Text to read.
==================================================

Investigate slower liveness check request processing in Hono 2.0

calohmn commented 2 years ago

Compared with previous Hono versions, HTTP requests on the /liveness endpoint of Hono components seem to take longer on Hono 2.0 components. This means the Kubernetes liveness probes run into a timeout more often than before a Hono 2.0 update.

This was observed with a liveness probe timeout set to 1s on device-registry-mongodb and (to a lesser extent) hono-service-auth components.

In Hono 2.0, liveness requests get handled via the Quarkus SmallRye Health component. This involves some more overhead compared to the plain vert.x HTTP server implementation before. The question is, in how far this is relevant concerning the observed request durations. Example stacktrace of the invocation of the SmallRye Health AsyncHealthCheck handler:

at org.eclipse.hono.service.SmallRyeHealthCheckServer$SmallRyeHealthAdapter.lambda$register$4(SmallRyeHealthCheckServer.java:167)
at io.smallrye.context.impl.wrappers.SlowContextualSupplier.get(SlowContextualSupplier.java:21)
at io.smallrye.mutiny.operators.uni.builders.UniCreateFromDeferredSupplier.subscribe(UniCreateFromDeferredSupplier.java:25)
at io.smallrye.mutiny.operators.AbstractUni.subscribe(AbstractUni.java:36)
at io.smallrye.mutiny.operators.uni.UniOnFailureFlatMap.subscribe(UniOnFailureFlatMap.java:31)
at io.smallrye.mutiny.operators.AbstractUni.subscribe(AbstractUni.java:36)
at io.smallrye.mutiny.operators.uni.UniOnItemTransform.subscribe(UniOnItemTransform.java:22)
at io.smallrye.mutiny.operators.AbstractUni.subscribe(AbstractUni.java:36)
at io.smallrye.mutiny.operators.uni.UniAndCombination$UniHandler.subscribe(UniAndCombination.java:234)
at io.smallrye.mutiny.operators.uni.UniAndCombination$AndSupervisor.run(UniAndCombination.java:88)
at io.smallrye.mutiny.operators.uni.UniAndCombination$AndSupervisor.access$000(UniAndCombination.java:57)
at io.smallrye.mutiny.operators.uni.UniAndCombination.subscribe(UniAndCombination.java:54)
at io.smallrye.mutiny.operators.AbstractUni.subscribe(AbstractUni.java:36)
at io.smallrye.mutiny.operators.uni.UniBlockingAwait.await(UniBlockingAwait.java:60)
at io.smallrye.mutiny.groups.UniAwait.atMost(UniAwait.java:65)

==================================================

Requirements.
Continue the issue report about slower liveness checks in Hono 2.0 from the point where it ends.

==================================================

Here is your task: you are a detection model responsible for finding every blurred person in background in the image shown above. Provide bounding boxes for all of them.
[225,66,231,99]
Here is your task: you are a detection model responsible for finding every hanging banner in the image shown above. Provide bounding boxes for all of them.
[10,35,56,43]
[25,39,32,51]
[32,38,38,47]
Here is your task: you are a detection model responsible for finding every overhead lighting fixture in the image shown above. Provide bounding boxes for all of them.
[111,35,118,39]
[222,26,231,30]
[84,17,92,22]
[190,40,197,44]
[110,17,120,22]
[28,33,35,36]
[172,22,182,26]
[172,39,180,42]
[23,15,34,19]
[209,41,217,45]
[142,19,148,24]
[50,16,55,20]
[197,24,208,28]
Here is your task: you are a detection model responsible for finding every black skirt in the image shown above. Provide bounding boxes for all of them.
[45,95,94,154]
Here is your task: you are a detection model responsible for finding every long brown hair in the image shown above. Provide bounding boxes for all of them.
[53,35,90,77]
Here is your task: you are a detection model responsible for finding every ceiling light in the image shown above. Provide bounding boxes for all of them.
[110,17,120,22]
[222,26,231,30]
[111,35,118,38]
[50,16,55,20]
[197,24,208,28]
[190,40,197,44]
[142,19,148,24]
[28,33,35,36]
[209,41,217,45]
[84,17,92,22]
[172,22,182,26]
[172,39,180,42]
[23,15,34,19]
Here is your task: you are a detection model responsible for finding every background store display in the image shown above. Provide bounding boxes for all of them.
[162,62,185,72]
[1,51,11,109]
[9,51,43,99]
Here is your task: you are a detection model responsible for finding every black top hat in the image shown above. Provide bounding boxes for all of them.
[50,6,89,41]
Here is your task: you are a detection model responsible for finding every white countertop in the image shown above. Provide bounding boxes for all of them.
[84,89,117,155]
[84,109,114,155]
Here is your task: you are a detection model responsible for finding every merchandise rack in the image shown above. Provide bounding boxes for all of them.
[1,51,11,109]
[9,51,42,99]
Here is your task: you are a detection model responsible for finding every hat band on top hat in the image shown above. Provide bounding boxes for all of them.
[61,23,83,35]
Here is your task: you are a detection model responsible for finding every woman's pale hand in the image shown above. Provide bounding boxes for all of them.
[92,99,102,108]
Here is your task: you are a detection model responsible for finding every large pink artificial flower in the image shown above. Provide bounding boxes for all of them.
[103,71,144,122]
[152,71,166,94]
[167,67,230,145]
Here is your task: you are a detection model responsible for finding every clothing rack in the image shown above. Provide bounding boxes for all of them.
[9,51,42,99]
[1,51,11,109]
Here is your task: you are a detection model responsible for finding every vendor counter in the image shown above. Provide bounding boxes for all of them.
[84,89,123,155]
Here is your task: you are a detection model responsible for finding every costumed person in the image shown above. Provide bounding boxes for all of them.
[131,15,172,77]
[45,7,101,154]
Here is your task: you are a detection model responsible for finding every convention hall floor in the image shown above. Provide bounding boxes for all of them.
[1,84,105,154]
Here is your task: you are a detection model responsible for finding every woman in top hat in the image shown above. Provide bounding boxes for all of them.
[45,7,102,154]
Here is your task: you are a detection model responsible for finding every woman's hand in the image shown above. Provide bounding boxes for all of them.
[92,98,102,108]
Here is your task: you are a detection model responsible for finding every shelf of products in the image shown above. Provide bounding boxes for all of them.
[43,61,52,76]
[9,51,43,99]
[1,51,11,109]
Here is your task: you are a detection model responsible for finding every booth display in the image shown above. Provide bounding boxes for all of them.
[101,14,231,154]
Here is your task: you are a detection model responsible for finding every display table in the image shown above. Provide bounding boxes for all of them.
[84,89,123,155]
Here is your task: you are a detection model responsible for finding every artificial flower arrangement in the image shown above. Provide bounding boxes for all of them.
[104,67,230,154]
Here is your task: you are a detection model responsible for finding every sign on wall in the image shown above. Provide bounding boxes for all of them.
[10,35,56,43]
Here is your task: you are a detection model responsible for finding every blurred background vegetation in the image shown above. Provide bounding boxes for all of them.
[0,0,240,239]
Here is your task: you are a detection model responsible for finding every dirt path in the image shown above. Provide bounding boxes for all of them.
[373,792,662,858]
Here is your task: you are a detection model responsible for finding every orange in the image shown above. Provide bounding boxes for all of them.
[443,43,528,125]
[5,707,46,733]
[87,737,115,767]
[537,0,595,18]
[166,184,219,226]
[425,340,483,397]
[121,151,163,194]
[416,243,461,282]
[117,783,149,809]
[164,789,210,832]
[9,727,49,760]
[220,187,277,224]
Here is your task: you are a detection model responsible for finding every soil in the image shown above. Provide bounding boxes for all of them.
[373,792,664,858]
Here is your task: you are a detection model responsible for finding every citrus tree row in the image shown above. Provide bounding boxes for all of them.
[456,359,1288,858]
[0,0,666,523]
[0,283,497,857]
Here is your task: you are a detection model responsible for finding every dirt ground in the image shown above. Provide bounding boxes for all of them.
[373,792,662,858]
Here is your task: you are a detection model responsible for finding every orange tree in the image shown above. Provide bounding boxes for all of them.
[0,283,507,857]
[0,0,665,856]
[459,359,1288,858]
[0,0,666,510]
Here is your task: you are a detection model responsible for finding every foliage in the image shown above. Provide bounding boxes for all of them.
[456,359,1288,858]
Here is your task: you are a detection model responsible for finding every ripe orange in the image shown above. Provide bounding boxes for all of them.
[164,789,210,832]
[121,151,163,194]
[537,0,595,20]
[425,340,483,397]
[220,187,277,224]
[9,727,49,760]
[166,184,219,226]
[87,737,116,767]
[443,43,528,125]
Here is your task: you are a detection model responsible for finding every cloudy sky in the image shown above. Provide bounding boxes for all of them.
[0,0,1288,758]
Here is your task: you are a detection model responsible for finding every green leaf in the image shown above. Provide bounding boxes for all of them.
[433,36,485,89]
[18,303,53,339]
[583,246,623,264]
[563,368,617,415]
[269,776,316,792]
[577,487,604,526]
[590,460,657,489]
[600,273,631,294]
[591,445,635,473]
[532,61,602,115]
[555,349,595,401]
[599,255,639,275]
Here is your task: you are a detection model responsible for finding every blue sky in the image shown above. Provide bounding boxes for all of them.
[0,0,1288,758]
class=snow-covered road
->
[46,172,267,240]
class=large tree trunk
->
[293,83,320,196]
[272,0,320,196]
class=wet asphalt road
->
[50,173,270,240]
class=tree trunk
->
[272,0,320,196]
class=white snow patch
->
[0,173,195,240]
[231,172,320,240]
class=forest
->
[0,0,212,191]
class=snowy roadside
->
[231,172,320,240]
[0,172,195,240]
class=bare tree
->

==================================================

Answer below.
at io.smallrye.health.SmallRyeHealthReporter.getLiveness(SmallRyeHealthReporter.java:221)
at io.smallrye.health.SmallRyeHealthReporter_ClientProxy.getLiveness(Unknown Source)
at io.quarkus.smallrye.health.runtime.SmallRyeLivenessHandler.getHealth(SmallRyeLivenessHandler.java:11)
at io.quarkus.smallrye.health.runtime.SmallRyeHealthHandlerBase.doHandle(SmallRyeHealthHandlerBase.java:44)
at io.quarkus.smallrye.health.runtime.SmallRyeHealthHandlerBase.handle(SmallRyeHealthHandlerBase.java:31)
at io.quarkus.smallrye.health.runtime.SmallRyeLivenessHandler.handle(SmallRyeLivenessHandler.java:7)
at io.quarkus.smallrye.health.runtime.SmallRyeHealthHandlerBase.handle(SmallRyeHealthHandlerBase.java:19)
at io.vertx.ext.web.impl.BlockingHandlerDecorator.lambda$handle$0(BlockingHandlerDecorator.java:48)
at io.vertx.core.impl.ContextImpl.lambda$null$0(ContextImpl.java:159)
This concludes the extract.